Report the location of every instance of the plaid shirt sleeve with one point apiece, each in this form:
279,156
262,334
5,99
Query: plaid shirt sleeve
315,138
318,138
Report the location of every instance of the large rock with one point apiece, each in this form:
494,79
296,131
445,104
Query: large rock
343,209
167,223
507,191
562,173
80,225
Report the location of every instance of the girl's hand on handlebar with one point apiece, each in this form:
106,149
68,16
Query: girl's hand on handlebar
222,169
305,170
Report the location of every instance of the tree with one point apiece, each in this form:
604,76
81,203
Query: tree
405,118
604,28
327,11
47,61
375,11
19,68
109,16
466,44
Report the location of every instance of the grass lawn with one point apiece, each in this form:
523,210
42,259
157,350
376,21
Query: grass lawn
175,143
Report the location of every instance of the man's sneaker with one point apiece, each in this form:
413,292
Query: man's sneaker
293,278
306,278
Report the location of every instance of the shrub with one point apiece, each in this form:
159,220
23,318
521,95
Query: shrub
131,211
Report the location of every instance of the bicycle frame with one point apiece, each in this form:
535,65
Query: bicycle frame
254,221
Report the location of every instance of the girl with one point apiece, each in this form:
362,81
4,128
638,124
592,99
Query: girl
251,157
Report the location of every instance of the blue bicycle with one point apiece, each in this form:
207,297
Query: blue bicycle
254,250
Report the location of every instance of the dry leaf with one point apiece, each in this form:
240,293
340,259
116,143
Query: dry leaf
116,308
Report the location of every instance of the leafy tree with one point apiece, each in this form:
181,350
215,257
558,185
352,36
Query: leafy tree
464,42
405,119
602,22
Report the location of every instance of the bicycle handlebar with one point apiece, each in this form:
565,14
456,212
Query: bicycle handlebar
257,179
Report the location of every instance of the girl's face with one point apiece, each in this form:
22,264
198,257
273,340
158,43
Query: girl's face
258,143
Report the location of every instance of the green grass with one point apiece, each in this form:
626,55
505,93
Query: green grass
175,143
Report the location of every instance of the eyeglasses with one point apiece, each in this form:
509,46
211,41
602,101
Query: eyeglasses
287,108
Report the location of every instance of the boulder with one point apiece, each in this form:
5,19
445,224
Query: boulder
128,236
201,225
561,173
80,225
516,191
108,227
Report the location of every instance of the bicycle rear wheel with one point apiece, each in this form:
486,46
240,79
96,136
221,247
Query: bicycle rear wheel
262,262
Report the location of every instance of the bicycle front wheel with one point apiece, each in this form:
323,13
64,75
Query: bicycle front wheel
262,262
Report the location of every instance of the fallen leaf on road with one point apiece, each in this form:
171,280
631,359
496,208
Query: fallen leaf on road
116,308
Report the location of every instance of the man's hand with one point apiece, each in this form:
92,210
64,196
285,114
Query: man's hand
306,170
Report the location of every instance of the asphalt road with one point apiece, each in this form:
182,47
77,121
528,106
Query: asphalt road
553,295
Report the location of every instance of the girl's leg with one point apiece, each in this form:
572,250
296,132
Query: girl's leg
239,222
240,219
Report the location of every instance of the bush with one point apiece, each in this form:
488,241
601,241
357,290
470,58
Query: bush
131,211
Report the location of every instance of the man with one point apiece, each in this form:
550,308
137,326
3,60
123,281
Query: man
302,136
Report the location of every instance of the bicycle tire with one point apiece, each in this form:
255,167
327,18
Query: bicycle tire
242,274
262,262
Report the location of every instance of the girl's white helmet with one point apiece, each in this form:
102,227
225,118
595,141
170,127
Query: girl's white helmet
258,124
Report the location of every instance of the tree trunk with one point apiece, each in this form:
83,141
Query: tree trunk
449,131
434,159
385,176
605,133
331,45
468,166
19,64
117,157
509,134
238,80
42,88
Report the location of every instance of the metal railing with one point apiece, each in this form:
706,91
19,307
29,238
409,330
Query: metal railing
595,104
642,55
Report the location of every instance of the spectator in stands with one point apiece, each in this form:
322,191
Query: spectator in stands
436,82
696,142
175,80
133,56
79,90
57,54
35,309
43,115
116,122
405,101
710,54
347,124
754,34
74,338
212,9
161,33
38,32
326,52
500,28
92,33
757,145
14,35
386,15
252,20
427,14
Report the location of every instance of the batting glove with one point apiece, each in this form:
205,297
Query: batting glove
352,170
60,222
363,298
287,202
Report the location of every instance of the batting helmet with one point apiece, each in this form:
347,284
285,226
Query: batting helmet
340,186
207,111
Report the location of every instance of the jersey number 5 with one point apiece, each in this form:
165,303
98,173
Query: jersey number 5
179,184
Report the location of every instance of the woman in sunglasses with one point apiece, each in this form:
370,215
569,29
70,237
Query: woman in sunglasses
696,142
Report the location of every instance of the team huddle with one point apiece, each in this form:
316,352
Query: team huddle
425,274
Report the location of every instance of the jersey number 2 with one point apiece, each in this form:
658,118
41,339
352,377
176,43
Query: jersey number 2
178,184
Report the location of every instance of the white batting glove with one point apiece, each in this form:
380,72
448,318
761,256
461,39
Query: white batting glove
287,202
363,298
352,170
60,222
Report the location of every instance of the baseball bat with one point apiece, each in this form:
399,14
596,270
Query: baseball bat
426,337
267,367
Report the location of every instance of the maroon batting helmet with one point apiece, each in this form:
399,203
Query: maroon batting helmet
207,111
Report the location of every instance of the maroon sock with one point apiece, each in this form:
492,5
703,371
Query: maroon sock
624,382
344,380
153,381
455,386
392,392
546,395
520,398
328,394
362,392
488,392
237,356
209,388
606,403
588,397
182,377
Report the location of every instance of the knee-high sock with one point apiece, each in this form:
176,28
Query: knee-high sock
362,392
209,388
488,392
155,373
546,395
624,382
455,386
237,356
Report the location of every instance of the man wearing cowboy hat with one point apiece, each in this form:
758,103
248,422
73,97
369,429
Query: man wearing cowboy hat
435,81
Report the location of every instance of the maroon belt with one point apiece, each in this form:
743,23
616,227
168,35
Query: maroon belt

· · · · ·

• [Written problem]
Write the entries again, exactly as they stand.

• [Correct response]
Report the location of every instance of the plaid shirt sleeve with one point apiece, each in this form:
279,156
262,334
5,99
Query: plaid shirt sleeve
315,138
318,138
Report the location of every instance of the large rock with one point apiece, each in this form:
494,79
296,131
445,104
Query: large rock
343,209
167,223
507,191
562,173
80,225
Report the location of every instance of the girl's hand on handlebar with one point apiece, each in this form:
106,149
68,16
Query: girl's hand on handlebar
222,169
305,170
Report the location of every instance of the tree with one point apiece, each in this form:
604,76
81,203
Query: tree
405,118
604,28
327,11
47,61
375,11
19,68
109,16
466,44
Report the location of every instance of the grass lawn with one point apiece, each in this form:
523,210
42,259
157,350
376,21
Query: grass lawn
175,143
Report the location of every instance of the man's sneaker with one point apiece, each in this form:
413,292
Query: man's sneaker
293,278
306,278
Report the location of every instance of the shrub with one point apiece, each in this form:
159,220
23,318
521,95
Query: shrub
131,211
Report the location of every instance of the bicycle frame with one point apiece, each in this form:
535,65
Query: bicycle frame
254,221
Report the location of every instance of the girl with one point apiece, each in this form:
362,81
4,128
638,124
592,99
Query: girl
251,157
Report the location of every instance of the blue bicycle with one point apiece, each in this form:
207,297
Query: blue bicycle
254,250
Report the location of every instance of the dry leaf with one point apiece, each in this form:
240,293
340,259
116,143
Query: dry leaf
116,308
Report the location of every instance of the leafy tree with one point apiece, each in this form:
181,350
215,257
558,185
352,36
Query: leafy tree
464,42
405,119
602,22
Report the location of every instance of the bicycle handlebar with one point apiece, each in this form:
565,14
456,212
Query: bicycle handlebar
257,179
Report the location of every instance of the girl's face with one point apiece, each in this form:
22,264
198,257
273,340
158,43
Query: girl's face
258,143
Report the location of every instance of the green grass with one point apiece, each in this form:
626,55
505,93
Query: green grass
175,143
Report the location of every instance of the eyeglasses with one point apiece, each in this form:
509,46
211,41
602,101
Query: eyeglasses
287,108
Report the location of every instance of the boulder with one point apiece, each in this form:
5,19
445,224
Query: boulder
128,236
201,225
561,173
80,225
516,191
108,227
Report the location of every instance of the bicycle rear wheel with one point apiece, each in this form:
486,46
240,79
96,136
221,247
Query: bicycle rear wheel
262,262
Report the location of every instance of the bicycle front wheel with one point apiece, each in this form:
323,13
64,75
Query: bicycle front wheel
262,262
Report the location of every instance of the fallen leaf on road with one point apiece, each in this form:
171,280
631,359
496,208
Query: fallen leaf on road
116,308
Report the location of every instance of the man's hand with one point apiece, each in this form:
92,210
64,196
285,114
Query: man's hand
306,170
Report the location of every instance of the asphalt road with one point apiece, each in this form:
182,47
77,121
528,106
Query: asphalt road
553,295
Report the location of every instance of the girl's leg with one point apiece, each in this form:
572,250
296,132
Query: girl's leg
239,222
240,219
Report the location of every instance of the bush with one point apiece, each in this form:
488,241
601,241
357,290
470,58
Query: bush
131,211
Report the location of every instance of the man with one point apiece, each in this form:
550,308
137,326
3,60
123,281
Query: man
302,136
Report the location of every instance of the bicycle tire with one point apiece, each in this form:
255,167
327,18
Query: bicycle tire
242,274
262,262
Report the location of every instance of the girl's white helmet with one point apiece, each in this form:
102,227
225,118
595,141
170,127
Query: girl's white helmet
258,124
Report the location of every instance of the tree trunk with one point apiece, each in this form:
83,141
Query: tree trunk
449,131
434,159
385,176
605,133
331,45
468,166
19,64
117,157
509,134
238,80
42,88
Report the location of every instance of the metal railing with one point apiece, each in this form:
706,91
19,307
29,238
409,330
Query: metal railing
595,104
642,55
Report the location of every instance of the spectator in stands with one point apiece, each in this form:
322,191
Query: spectator in stands
436,82
696,142
175,80
133,56
79,90
57,54
35,309
43,115
116,122
405,101
710,54
347,124
754,34
74,338
212,9
161,33
38,32
326,52
500,28
92,33
757,145
14,35
386,15
252,20
427,14
Report the location of every instance of the batting glove with one point apiece, each in this form:
205,297
Query: batting glove
352,170
60,222
363,298
287,202
Report the location of every instance of the batting helmet with one point apiece, each in this form:
347,284
285,226
Query: batting helmet
340,186
207,111
Report the location of every instance of the jersey number 5 with one point apiece, each in this form:
165,303
98,173
Query: jersey number 5
179,184
Report the location of every instance of the woman in sunglasses with one point apiece, each in this form:
370,215
569,29
70,237
Query: woman in sunglasses
696,142
Report the location of every instance of the team huddle with one point apiece, each in this form:
316,352
Query: team huddle
425,274
Report the location of every instance of the jersey number 2 with one point apiece, each in this form:
658,118
41,339
352,377
176,43
Query: jersey number 2
178,184
Report the location of every instance of the white batting glove with one point apiece, each in this form:
380,72
448,318
761,256
461,39
Query: white batting glove
287,202
363,298
352,170
60,222
Report the location of every instance of the baseball bat with one point apiece, each in this form:
399,14
596,270
Query: baseball bat
426,337
267,367
Report the location of every instance of the maroon batting helmet with one point apiece, each in this form:
399,203
Query: maroon batting helmet
207,111
Report the location of every instance of the maroon sock with one point apiece, each in this form:
492,5
703,371
Query: maroon sock
624,382
344,380
153,381
455,386
392,392
546,395
520,398
328,394
362,392
488,392
237,356
209,388
606,403
588,397
182,377
Report the location of every instance of the knee-high sock with one point apiece, each in this form:
176,28
Query: knee-high sock
362,392
209,388
488,392
155,373
546,395
624,382
455,386
237,356
Report the location of every instance of the man wearing cowboy hat with one point apiece, each in this form:
758,103
248,422
73,97
369,429
Query: man wearing cowboy hat
435,81
Report the location of every instance of the maroon belt with one point apiece, each in this form:
743,23
616,227
168,35
Query: maroon belt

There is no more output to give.